Rewrite every line in the stretch from the start of the records through the line containing "[339,120,453,189]", shifting each coordinate in the answers up by 131. Leave the pictures out.

Object detection data
——

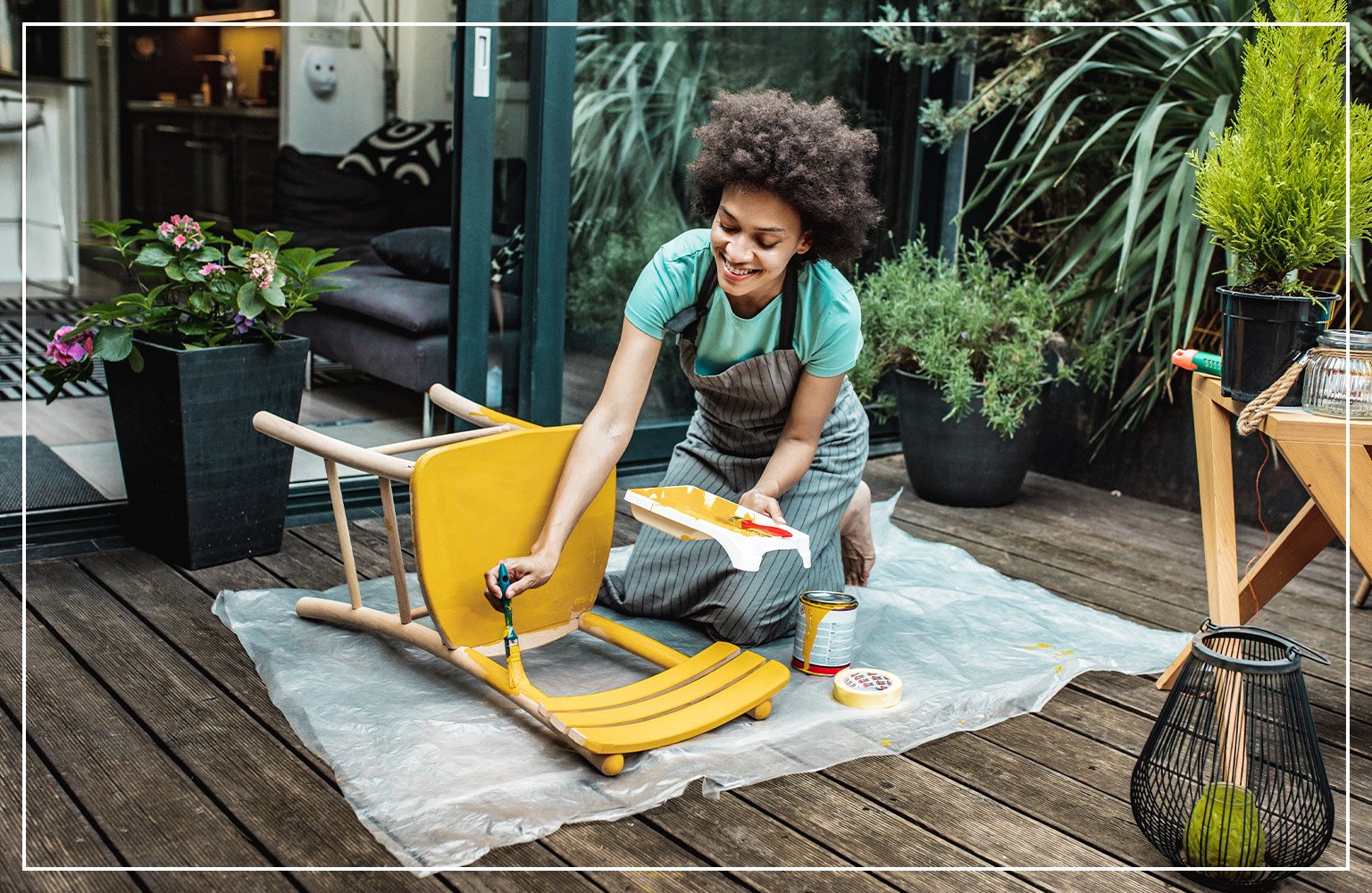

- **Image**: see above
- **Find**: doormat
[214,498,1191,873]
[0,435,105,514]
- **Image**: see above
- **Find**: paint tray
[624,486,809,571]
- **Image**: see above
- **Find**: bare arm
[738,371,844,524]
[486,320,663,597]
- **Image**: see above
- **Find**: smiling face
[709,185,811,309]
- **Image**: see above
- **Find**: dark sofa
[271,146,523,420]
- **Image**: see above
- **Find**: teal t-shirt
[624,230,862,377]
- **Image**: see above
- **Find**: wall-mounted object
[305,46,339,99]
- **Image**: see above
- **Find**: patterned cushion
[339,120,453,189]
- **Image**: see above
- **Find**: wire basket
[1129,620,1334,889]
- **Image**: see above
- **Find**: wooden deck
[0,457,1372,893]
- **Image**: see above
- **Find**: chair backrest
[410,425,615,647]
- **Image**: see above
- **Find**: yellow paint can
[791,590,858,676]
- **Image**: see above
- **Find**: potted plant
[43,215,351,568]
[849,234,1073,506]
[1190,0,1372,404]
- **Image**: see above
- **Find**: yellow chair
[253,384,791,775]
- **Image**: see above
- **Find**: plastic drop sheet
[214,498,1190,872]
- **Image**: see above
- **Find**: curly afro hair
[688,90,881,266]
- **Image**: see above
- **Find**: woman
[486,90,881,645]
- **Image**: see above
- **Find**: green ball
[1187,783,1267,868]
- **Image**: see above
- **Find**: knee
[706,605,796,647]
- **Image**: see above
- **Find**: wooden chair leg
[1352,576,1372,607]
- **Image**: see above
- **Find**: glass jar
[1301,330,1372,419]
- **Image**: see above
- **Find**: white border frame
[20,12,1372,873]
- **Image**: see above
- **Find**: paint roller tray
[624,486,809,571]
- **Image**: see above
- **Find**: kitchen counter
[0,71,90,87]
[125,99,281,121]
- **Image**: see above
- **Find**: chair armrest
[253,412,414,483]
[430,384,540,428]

——

# [Solution]
- **Image**: see above
- **Find**: doormat
[345,629,1322,1004]
[131,566,236,645]
- **Image**: see above
- **Find**: paint tray
[755,617,940,702]
- **Image**: see above
- **Find**: bare arm
[869,502,975,655]
[617,451,794,728]
- **Image**: see above
- **Find**: smiling face
[840,316,942,440]
- **Image**: see above
- **Find**: dark sofa
[402,277,654,551]
- **Image**: see above
- **Find**: teal t-shirt
[755,361,993,508]
- **Image**: see above
- **Find**: wall-mounted object
[436,177,470,230]
- **Image**: see above
- **Find**: patterned cushion
[470,251,584,320]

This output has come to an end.